TEXT EXCERPT:
From ba0cfe58dd1fc460cbbe5d61f2aa3650d05ec16b Mon Sep 17 00:00:00 2001
From: Trevor Gross <tmgross@umich.edu>
Date: Tue, 21 Jan 2025 07:44:13 +0000
Subject: [PATCH 1/4] Run icount benchmarks once with softfloat and once with
 hardfloat

These benchmarks are fast to run, so the time cost here is pretty
minimal. Running softfloat benchmarks just ensures that we don't e.g.
test the performance of `_mm_sqrt_ss` rather than our implementation,
and running without softfloat gives us a way to see the effect of arch
intrinsics.
---
 .../libm/.github/workflows/main.yaml          | 24 +--------
 .../compiler-builtins/libm/ci/bench-icount.sh | 53 +++++++++++++++++++
 2 files changed, 54 insertions(+), 23 deletions(-)

Saved data entries:

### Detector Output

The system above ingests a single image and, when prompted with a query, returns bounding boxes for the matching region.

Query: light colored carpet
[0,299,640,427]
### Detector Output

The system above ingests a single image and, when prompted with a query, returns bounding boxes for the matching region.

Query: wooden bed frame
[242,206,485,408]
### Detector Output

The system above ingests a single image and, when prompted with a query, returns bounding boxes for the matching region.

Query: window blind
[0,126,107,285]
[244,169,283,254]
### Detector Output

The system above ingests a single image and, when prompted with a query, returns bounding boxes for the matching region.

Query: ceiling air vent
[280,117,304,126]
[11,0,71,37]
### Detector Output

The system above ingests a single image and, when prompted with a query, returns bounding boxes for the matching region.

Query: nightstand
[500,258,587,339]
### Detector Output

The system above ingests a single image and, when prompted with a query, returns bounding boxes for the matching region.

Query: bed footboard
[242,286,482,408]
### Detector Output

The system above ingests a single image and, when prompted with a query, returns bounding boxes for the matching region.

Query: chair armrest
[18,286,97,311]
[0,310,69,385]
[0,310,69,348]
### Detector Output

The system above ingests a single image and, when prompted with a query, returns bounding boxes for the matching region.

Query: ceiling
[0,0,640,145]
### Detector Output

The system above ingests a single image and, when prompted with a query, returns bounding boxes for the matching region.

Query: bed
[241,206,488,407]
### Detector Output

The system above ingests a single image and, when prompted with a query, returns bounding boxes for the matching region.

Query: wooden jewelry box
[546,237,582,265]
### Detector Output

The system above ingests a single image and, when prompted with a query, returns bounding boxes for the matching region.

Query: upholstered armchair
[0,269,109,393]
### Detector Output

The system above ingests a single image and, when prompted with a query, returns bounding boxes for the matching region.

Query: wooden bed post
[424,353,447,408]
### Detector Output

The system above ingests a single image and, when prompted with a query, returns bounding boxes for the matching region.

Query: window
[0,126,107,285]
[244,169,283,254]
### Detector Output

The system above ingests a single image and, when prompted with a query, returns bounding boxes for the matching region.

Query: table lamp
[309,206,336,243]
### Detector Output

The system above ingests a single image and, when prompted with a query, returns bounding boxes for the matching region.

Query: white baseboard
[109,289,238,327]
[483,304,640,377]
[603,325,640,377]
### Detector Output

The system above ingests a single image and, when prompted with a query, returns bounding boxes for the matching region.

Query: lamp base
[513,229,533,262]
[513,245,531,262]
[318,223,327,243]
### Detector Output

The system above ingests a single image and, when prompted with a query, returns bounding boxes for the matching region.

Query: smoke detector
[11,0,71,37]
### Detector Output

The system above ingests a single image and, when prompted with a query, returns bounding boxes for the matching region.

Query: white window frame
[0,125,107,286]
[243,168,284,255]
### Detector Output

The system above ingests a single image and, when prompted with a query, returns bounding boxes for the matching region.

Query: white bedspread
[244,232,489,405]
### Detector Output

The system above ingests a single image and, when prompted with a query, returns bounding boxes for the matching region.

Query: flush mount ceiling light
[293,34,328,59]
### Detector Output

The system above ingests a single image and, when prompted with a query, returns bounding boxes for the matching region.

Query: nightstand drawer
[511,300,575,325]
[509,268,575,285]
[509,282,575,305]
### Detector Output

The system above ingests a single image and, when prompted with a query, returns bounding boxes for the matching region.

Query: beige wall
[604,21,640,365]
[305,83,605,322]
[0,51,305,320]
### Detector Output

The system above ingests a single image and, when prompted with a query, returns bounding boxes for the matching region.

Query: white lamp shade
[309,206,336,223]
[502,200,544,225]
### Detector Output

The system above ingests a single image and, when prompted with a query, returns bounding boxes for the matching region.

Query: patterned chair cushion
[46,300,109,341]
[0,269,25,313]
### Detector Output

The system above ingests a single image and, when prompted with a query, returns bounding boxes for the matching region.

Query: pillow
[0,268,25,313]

GOALS:
• a. In the icount benchmark patch, what does running without softfloat provide?
• b. Please carry the icount benchmark patch on past its final line.
The items above play no part here.

TASK ANSWERS:
• a. A way to see the effect of arch intrinsics.

• b.
 create mode 100755 library/compiler-builtins/libm/ci/bench-icount.sh

diff --git a/library/compiler-builtins/libm/.github/workflows/main.yaml b/library/compiler-builtins/libm/.github/workflows/main.yaml
index 8c0ff237d2fe..f9d3a5a159cb 100644
--- a/library/compiler-builtins/libm/.github/workflows/main.yaml
+++ b/library/compiler-builtins/libm/.github/workflows/main.yaml
@@ -170,29 +170,7 @@ jobs:
     - name: Run icount benchmarks
       env:
         GITHUB_TOKEN: ${{ secrets.GITHUB_TOKEN }}
-      run: |
-        set -eux
-        iai_home="iai-home"
-        # Download the baseline from master
-        ./ci/ci-util.py locate-baseline --download --extract
-
-        # Run iai-callgrind benchmarks
-        cargo bench --no-default-features \
-          --features unstable,unstable-float,icount \
-          --bench icount \
-          -- \
-          --save-baseline=default \
-          --home "$(pwd)/$iai_home" \
-          --regression='ir=5.0' \
-          --save-summary
-        # NB: iai-callgrind should exit on error but does not, so we inspect the sumary
-        # for errors. See  https://github.com/iai-callgrind/iai-callgrind/issues/337
-        ./ci/ci-util.py check-regressions "$iai_home"
-
-        # Name and tar the new baseline
-        name="baseline-icount-$(date -u +'%Y%m%d%H%M')-${GITHUB_SHA:0:12}"
-        echo "BASELINE_NAME=$name" >> "$GITHUB_ENV"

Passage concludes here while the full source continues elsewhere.